● **What you will do**
#1 Answer these questions from the passage on trace reconstruction:
(a) What does the deletion channel do with the bits that survive?
(b) In what year was the algorithm of Batu et al. published?
(c) What condition must the deletion rate δ meet for that algorithm to succeed in poly(n) time?
#2 In one to three sentences, explain how a trace of the source string x comes about, according to the passage on trace reconstruction.
#3 Continue the passage on trace reconstruction from its last sentence.

● **Article**

[START]

In the trace reconstruction problem, an unknown source string x ∈ {0,1}ⁿ is transmitted through a probabilistic deletion channel which independently deletes each bit with some fixed probability δ and concatenates the surviving bits, resulting in a trace of x. The problem is to reconstruct x given access to independent traces. Trace reconstruction of arbitrary (worst-case) strings is a challenging problem, with the current state of the art for poly(n)-time algorithms being the 2004 algorithm of Batu et al. [T. Batu et al., 2004]. This algorithm can reconstruct an arbitrary source string x ∈ {0,1}ⁿ in poly(n) time provided that the deletion rate δ satisfies δ ≤ n^{-(1/2 + ε)} for some ε > 0.

[END]

● **Lines of data**

[START]

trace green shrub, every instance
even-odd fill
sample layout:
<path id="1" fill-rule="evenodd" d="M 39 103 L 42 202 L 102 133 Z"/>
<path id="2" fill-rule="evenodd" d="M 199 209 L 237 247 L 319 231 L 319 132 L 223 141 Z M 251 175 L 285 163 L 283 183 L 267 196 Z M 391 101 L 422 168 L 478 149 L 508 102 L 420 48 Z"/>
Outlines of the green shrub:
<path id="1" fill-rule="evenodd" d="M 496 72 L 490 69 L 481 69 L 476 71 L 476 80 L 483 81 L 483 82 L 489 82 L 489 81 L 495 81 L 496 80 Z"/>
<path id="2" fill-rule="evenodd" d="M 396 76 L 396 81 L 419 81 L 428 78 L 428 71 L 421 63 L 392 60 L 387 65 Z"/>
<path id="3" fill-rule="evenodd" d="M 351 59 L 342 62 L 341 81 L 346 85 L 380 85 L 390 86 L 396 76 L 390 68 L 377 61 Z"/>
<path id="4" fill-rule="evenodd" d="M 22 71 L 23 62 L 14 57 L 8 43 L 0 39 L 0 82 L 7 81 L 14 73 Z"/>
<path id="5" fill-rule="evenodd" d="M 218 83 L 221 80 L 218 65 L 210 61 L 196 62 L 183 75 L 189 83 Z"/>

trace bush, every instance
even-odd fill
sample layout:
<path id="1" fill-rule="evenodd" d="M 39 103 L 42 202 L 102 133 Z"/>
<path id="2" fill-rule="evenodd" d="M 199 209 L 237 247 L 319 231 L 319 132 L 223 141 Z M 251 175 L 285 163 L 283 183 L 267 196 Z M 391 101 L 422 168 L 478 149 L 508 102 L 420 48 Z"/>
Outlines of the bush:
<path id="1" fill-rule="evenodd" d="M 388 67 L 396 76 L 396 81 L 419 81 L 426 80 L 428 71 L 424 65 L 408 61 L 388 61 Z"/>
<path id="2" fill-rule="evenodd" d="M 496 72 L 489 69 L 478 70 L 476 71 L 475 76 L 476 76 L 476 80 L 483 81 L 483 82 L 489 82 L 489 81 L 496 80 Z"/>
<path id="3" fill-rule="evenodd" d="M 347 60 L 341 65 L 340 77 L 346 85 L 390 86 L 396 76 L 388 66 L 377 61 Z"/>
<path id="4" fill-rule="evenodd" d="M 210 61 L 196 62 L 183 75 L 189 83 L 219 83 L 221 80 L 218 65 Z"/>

[END]

● **Answers to each task**
#1
(a) It concatenates them.
(b) 2004.
(c) δ ≤ n^{-(1/2 + ε)} for some ε > 0.

#2 The string x is sent through a deletion channel that deletes each bit independently with a fixed probability δ. The bits that survive are then concatenated, and that result is a trace of x.

#3
In this work we improve on the result of [T. Batu et al., 2004] by giving a poly(n)-time algorithm for trace reconstruction for any deletion rate δ ≤ n^{-(1/3 + ε)}. Our algorithm works by alternating an alignment-based procedure, which we show effectively reconstructs portions of the source string that are not "highly repetitive", with a novel procedure that efficiently determines the length of highly repetitive subwords of the source string.

Xi Chen, Anindya De, Chin Ho Lee, Rocco A. Servedio, and Sandip Sinha. Polynomial-Time Trace Reconstruction in the Low Deletion Rate Regime. In 12th Innovations in Theoretical Computer Science Conference (ITCS 2021). Leibniz International Proceedings in Informatics (LIPIcs), Volume 185, pp. 20:1-20:20, Schloss Dagstuhl – Leibniz-Zentrum für Informatik (2021)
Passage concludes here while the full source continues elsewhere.